[Text under study]

The major exception to the rule: smoking. A cigarette habit will do a number on just about every major health system—your heart, your lungs, even your skin—including your reproductive system. Smoking kicks egg loss into overdrive—women who smoke enter menopause an average of one to four years earlier than non-smokers. (The verdict on vaping is still out: “The problem with vaping is that everyone thinks it’s not as bad as cigarettes but we don’t really know what it does yet,” says Dr. Knopman.)

Weight can also impact your chances of having a baby (that goes for male partners too). “Obesity in women increases the rate of miscarriage, and is associated with worse outcomes for fertility treatments,” Dr. Brady says.

Success rates with IVF—often hailed as a magic bullet—hover around 5 percent for women in their early 40s. “People are really shocked to hear that,” Dr. Brady says.

Really shocked. Fertility doctors see women every day who’ve been led to believe that egg-freezing and IVF are insurance policies with limited risks and hopeful guarantees.

IVF is revolutionary science that has allowed over 8 million births to women who otherwise wouldn’t have been able to get pregnant, since the procedure was first pioneered in the 1980s. But “most of the success of IVF is based on the age of the female,” Dr. Knopman says. “The younger you are when you make the embryos the better chance those embryos are going to be viable and lead to a viable pregnancy.”

It’s far from a fail-safe promise, but the technology (and the ad campaigns surrounding it) has given an inflated sense of confidence about what fertility treatments can and can’t do. “People come in at 40 and say, ‘Oh I’m going to do IVF,’ and I tell them okay but this may take us a lot of rounds and it may not work,” Dr. Knopman says. In other words, you can’t just throw money at the problem: “It’s not always a slam dunk,” she says.

It also matters where you do your IVF. It’s a technically challenging procedure, part art, part science, and not all IVF clinics are up to the challenge. “Not all labs can do egg retrieval and storage the same way,” Dr. Knopman says. “Lab conditions can alter the embryo.” Before handing over your credit card, your body, or your dreams of future pregnancy, ask the clinic the right questions: How many eggs have you frozen? How many eggs have survived the thaw? How many eggs have made embryos?

[/Text under study]
[Recorded data]

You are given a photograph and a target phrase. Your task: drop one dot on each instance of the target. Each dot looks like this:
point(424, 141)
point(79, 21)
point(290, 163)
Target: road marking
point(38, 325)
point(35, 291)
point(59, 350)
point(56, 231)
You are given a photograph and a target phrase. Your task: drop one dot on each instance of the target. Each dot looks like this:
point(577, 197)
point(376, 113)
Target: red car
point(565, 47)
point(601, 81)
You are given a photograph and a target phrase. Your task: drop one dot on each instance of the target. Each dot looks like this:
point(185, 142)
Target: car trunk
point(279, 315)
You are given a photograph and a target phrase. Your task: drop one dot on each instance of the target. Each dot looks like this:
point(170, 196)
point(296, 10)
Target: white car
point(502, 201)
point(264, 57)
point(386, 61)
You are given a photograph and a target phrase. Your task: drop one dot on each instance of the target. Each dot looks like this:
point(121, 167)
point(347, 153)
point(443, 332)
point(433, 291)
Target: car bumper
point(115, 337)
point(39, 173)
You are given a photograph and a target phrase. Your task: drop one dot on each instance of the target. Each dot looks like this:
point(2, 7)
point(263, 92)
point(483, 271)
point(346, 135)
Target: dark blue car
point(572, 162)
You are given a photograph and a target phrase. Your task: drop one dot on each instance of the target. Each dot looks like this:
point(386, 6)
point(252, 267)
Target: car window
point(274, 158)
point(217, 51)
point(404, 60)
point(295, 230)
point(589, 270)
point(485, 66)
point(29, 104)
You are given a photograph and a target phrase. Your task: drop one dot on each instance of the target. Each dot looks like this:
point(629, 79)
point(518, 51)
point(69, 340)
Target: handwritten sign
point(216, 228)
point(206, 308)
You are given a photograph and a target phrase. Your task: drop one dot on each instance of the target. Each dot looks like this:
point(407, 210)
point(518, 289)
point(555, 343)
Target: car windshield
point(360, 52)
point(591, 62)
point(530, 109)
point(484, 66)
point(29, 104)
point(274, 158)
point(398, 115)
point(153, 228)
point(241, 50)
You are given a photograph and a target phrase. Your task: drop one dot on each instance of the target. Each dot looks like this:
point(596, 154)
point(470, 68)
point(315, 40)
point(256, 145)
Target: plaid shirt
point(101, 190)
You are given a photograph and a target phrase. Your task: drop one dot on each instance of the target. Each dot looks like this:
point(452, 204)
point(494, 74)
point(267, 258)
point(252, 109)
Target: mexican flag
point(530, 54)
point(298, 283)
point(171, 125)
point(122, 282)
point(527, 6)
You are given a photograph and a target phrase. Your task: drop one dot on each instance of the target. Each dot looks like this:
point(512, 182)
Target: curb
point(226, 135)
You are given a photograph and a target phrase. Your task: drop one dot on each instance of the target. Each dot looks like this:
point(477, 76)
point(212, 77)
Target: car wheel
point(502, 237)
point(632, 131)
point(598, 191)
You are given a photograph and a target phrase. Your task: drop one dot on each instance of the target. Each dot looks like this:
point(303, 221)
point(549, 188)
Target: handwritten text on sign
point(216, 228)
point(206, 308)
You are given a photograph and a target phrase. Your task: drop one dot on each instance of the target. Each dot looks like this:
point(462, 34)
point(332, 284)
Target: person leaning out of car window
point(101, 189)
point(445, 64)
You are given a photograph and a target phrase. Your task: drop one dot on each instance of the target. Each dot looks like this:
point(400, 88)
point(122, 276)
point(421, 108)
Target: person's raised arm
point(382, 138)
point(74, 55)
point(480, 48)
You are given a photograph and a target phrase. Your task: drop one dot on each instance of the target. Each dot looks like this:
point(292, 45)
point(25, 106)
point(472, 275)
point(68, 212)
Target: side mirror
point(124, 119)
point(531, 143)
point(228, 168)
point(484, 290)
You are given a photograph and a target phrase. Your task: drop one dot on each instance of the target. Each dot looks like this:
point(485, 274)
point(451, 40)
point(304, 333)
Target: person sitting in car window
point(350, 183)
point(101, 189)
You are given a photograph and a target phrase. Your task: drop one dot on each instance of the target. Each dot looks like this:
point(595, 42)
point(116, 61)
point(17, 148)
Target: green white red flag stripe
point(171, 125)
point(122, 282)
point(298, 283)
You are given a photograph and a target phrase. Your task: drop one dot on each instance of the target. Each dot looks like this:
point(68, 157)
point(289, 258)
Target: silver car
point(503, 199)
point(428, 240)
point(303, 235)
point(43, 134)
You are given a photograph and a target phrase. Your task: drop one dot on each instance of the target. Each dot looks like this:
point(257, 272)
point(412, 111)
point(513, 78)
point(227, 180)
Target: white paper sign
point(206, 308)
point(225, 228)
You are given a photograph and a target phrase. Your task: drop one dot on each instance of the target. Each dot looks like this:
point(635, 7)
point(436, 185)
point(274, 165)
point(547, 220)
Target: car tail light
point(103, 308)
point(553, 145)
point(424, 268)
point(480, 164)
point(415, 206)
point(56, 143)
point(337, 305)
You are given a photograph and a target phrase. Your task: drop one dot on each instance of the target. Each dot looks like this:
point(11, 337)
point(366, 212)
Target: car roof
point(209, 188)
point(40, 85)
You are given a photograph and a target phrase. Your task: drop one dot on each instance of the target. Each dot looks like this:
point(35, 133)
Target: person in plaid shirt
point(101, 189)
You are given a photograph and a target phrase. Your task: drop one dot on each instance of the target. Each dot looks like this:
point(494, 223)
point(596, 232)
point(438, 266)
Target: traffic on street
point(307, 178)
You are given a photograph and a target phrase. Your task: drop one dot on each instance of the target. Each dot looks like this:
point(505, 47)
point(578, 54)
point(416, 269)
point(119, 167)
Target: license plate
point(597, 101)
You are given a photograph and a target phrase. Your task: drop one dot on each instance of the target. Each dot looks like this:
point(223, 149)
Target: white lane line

[/Recorded data]

*Explore the material*.
A) According to the fertility text, how much earlier do women who smoke enter menopause than non-smokers, on average?
B) Rewrite the passage of the fertility text between "It also matters" and "have made embryos?", inclusive, putting "checkbook" in place of "credit card".

*Task answers*.
A) One to four years earlier.

B)
It also matters where you do your IVF. It’s a technically challenging procedure, part art, part science, and not all IVF clinics are up to the challenge. “Not all labs can do egg retrieval and storage the same way,” Dr. Knopman says. “Lab conditions can alter the embryo.” Before handing over your checkbook, your body, or your dreams of future pregnancy, ask the clinic the right questions: How many eggs have you frozen? How many eggs have survived the thaw? How many eggs have made embryos?